**SET EXERCISE 1:** In the mailing list exchange on type juggling, in which case does the writer see automatic type juggling as useful?
**SET EXERCISE 2:** Who are all the people named in the mailing list exchange on type juggling?
**SET EXERCISE 3:** Continue the mailing list message on PHP type juggling, picking up after its last sentence.

**SOURCE EXCERPT:**

** START **

On Tue, 2008-01-08 at 09:41 +0000, Richard Quadling wrote:
> On 07/01/2008, Stefan Priebsch <[EMAIL PROTECTED]> wrote:
> > Robert Cummings schrieb:
> > > The onus should be on consumers of my API to use it properly, not on me
> > > to jump through hoops to make sure they gave me the correct data at
> > > every step of the way. I stopped holding hands in grade 3 or so.
> >
> > Still you force any defensive coder to repeat explicit type checks and
> > type casts all over whenever one of your API functions is called.
> >
> > Regards,
> >
> > Stefan
> >
> 
> This argument implies that the coder constantly shifts type on their 
> variables.
> 
> If I have a counter, I'll use an integer. I'll initialise it to 0. I
> __CAN__ use a string of "0", but as soon as I say +1 it is juggled an
> integer until some other use juggles it to something else.
> 
> The only time I see auto type juggling useful (for internal data not
> user input) is in string concatenation and then it fails for boolean
> types (""/"1" rather than "0"/"1" or even better "true"/"false"). But
> then, it is only the result of the juggle that is used. The original
> variable isn't juggled.

** END **

Object location annotation data:
** START **

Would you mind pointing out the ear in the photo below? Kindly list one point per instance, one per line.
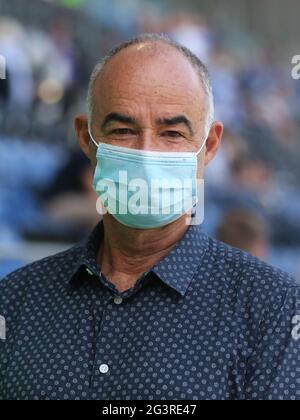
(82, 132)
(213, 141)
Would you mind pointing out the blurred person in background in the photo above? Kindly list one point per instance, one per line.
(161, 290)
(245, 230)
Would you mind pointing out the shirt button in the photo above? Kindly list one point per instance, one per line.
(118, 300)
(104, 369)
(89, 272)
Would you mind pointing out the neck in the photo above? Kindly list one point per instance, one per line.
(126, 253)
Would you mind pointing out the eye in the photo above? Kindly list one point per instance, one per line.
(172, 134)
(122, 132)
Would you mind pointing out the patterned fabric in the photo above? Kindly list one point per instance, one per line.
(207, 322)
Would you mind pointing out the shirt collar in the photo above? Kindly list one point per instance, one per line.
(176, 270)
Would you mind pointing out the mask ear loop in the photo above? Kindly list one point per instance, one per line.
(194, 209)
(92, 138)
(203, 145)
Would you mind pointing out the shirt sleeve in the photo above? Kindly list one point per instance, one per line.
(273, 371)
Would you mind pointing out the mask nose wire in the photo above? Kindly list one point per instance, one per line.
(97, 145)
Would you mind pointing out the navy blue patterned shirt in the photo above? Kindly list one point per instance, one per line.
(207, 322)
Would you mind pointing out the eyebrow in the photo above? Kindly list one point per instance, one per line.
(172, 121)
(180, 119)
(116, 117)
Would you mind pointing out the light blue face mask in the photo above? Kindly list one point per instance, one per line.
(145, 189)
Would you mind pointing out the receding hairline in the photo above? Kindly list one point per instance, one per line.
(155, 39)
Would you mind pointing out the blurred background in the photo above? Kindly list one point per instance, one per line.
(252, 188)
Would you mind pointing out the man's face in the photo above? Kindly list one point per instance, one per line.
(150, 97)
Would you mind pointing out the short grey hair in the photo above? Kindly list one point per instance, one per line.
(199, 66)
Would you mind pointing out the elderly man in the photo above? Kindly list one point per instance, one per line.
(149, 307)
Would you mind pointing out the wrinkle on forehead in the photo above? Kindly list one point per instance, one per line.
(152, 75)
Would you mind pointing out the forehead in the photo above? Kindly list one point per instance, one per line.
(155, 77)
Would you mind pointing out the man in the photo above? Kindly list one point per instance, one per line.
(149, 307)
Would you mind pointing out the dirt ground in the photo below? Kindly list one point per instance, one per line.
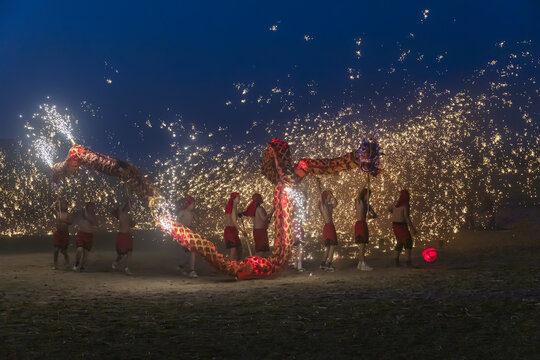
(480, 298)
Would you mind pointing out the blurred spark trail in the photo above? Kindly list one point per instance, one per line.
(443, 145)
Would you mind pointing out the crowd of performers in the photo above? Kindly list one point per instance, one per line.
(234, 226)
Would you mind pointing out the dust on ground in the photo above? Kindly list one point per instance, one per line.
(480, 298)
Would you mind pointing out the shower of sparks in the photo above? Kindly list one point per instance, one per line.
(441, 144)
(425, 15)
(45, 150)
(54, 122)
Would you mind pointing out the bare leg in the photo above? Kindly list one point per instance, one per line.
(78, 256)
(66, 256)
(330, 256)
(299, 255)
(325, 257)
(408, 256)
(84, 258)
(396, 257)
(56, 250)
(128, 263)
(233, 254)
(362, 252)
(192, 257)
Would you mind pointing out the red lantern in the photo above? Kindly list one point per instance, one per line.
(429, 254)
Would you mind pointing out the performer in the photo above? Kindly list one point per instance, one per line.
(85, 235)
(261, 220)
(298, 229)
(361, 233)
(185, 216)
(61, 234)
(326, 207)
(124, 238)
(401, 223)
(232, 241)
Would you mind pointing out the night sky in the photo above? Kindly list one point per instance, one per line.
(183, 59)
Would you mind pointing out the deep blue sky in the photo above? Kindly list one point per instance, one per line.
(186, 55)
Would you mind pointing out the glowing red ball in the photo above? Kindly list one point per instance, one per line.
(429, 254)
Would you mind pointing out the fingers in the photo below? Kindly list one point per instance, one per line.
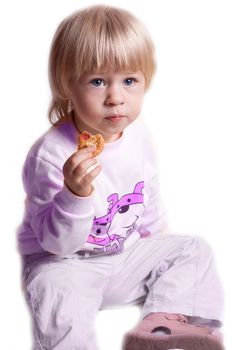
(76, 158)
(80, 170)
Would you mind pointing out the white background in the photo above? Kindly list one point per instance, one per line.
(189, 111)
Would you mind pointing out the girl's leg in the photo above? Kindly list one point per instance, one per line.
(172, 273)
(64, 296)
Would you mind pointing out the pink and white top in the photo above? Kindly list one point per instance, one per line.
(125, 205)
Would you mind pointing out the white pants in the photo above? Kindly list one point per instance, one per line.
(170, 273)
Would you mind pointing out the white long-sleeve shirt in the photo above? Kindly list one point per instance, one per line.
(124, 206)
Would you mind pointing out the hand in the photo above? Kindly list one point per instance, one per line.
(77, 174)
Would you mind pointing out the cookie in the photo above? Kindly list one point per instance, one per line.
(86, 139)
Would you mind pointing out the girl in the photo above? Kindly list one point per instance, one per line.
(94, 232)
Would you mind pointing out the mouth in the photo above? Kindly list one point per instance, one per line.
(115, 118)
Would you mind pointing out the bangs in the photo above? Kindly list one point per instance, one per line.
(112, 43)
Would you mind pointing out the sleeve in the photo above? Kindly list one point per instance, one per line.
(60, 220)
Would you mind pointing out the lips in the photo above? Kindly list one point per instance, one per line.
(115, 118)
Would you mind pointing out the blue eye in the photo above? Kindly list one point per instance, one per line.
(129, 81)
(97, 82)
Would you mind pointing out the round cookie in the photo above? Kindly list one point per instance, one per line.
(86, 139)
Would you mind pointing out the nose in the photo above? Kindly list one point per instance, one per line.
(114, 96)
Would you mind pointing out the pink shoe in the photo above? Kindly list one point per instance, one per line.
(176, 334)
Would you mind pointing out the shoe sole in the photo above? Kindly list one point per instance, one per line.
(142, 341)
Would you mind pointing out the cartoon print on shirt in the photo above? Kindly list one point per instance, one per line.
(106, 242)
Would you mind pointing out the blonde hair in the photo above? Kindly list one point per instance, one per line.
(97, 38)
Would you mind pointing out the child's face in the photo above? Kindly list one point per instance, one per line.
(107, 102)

** END **
** START **

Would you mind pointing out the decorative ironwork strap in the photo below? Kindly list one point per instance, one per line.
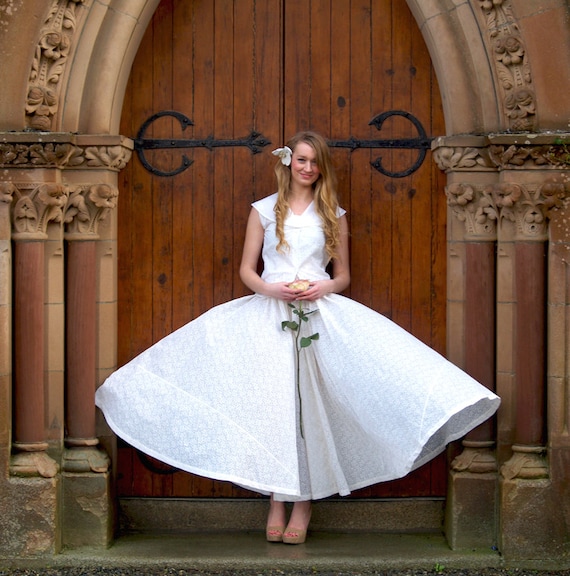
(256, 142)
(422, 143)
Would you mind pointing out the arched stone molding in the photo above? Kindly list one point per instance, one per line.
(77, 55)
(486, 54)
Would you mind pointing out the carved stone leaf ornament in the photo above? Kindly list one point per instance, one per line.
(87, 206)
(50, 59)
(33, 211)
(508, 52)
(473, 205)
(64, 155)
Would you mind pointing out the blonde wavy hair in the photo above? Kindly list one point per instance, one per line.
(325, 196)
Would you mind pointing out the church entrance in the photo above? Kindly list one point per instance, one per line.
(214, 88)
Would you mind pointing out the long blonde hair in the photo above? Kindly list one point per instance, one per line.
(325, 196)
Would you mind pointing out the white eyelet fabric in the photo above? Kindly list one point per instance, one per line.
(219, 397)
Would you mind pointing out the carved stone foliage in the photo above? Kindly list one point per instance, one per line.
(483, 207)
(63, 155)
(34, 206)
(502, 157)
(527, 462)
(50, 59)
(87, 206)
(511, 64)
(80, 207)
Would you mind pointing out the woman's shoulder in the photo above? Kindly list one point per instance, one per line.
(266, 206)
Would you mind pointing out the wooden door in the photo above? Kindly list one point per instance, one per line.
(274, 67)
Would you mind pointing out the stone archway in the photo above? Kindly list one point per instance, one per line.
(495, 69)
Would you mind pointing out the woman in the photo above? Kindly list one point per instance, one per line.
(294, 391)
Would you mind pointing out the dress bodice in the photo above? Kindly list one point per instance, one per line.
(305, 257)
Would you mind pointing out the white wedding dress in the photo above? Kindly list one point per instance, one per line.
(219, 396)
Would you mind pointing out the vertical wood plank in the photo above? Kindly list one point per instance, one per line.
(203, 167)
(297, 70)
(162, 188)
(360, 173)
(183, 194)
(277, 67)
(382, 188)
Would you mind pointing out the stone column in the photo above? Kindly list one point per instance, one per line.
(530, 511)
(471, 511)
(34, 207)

** END **

**TASK OUTPUT 1:** In string concatenation, for internal data rather than user input.

**TASK OUTPUT 2:** Richard Quadling, Stefan Priebsch, Robert Cummings

**TASK OUTPUT 3:**
> 
> Type juggling is a great thing, but next to useless if you are a
> "defensive coder".
> 
> You know that converting from type a to type b MAY result in data loss
> ("1 defensive coder" + 1 = 2, not "2 defensive coder", so you rarely
> do it. Instead you will use functions to absolutely confirm the
> conversion and check values.

That's part of the reason I did this in the first place, to prevent
errors like this that cause data loss.

> That's defensive.
> 
> 
> From what I can tell this is what is being asked for.
> 
> 1 - Scalar type hints act as type jugglers at the interface of the
> function/method rather than having type checking code in the
> function/method.
> 
> You will still need to have value checks if they are appropriate.
> 
> So, function x(string $s, int $i) will get a string and an integer, no
> matter what is sent.
> 
> Thinking about this, simply because we all know PHP __CAN__ type
> juggle, there is no need for any errors/warnings/notices on scalar
> types. It will be up to the API developer to make sure appropriate
> values are supplied (if necessary), so this reduces the type checking.
> 
> 
> Richard.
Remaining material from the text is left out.